*STORED ROWS*
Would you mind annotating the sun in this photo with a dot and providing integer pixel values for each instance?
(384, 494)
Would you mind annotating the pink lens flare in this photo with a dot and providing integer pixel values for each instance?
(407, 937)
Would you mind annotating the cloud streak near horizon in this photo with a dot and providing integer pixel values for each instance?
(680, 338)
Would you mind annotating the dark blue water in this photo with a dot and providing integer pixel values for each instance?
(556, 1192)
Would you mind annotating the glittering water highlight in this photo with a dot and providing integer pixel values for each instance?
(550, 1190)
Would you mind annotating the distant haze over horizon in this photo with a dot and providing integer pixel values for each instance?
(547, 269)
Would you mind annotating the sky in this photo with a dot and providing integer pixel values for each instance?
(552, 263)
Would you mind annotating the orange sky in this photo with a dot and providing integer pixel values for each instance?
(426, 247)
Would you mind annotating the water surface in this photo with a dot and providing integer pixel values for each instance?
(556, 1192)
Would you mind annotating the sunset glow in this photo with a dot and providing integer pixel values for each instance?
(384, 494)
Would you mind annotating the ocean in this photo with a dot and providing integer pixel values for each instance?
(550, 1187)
--
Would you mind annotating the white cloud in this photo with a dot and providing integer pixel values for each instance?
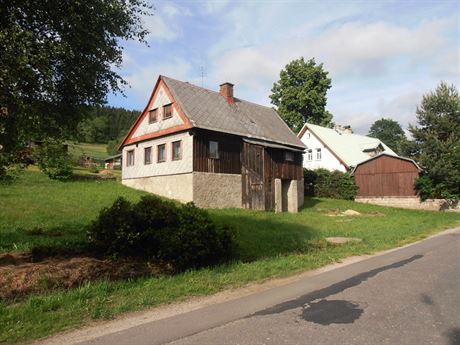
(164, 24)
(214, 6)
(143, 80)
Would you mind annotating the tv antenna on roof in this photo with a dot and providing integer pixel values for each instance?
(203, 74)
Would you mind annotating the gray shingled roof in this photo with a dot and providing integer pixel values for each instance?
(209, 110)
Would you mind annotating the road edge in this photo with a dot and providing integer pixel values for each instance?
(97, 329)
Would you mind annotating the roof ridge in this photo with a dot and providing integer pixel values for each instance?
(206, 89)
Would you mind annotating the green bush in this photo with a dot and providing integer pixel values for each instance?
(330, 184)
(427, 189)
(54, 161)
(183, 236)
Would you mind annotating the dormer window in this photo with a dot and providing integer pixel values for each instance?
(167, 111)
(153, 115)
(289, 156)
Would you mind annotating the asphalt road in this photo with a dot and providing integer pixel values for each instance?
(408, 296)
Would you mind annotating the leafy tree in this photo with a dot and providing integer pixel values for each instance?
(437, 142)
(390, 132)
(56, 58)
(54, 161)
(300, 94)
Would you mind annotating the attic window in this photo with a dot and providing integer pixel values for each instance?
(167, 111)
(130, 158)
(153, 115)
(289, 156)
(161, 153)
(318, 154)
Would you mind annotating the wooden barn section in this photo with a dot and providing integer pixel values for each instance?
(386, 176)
* * *
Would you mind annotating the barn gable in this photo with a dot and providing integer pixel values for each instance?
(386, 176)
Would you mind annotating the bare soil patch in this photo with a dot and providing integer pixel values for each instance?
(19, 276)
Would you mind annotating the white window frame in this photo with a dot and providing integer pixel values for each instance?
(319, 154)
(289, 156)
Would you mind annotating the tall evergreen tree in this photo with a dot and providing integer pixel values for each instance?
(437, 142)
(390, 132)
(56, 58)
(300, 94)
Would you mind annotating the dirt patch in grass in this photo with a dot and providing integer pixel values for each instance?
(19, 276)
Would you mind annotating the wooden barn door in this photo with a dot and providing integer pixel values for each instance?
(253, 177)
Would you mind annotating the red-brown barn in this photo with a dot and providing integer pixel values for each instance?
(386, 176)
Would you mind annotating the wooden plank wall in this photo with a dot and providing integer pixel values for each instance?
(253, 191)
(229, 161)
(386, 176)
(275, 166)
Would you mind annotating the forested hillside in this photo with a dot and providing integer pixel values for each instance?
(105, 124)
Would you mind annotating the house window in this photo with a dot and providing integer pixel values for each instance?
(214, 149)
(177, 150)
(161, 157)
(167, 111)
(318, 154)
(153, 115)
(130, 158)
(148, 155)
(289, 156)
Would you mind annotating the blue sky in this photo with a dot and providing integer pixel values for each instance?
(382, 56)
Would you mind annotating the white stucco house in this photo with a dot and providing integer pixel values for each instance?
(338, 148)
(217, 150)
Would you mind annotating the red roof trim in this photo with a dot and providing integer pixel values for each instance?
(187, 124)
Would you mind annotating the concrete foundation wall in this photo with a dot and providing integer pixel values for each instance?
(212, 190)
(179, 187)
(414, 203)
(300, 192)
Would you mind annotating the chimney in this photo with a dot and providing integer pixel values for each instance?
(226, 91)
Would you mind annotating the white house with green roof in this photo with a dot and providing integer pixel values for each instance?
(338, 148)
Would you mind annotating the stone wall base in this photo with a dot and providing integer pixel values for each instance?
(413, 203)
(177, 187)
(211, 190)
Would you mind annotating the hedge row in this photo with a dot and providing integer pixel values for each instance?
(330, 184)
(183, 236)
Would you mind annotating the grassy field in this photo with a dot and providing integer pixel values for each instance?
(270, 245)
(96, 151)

*INSTRUCTIONS FOR THE TASK*
Pick out every line of the records that contains the string "tree" and copy each one out in full. Case counts.

*COMPLETED TASK*
Would you mind annotating the leafy tree in this photo with a dot and providing integer pixel values for each instance?
Would you mind annotating the tall evergreen tree in this photo with a dot and providing integer pixel values for each instance?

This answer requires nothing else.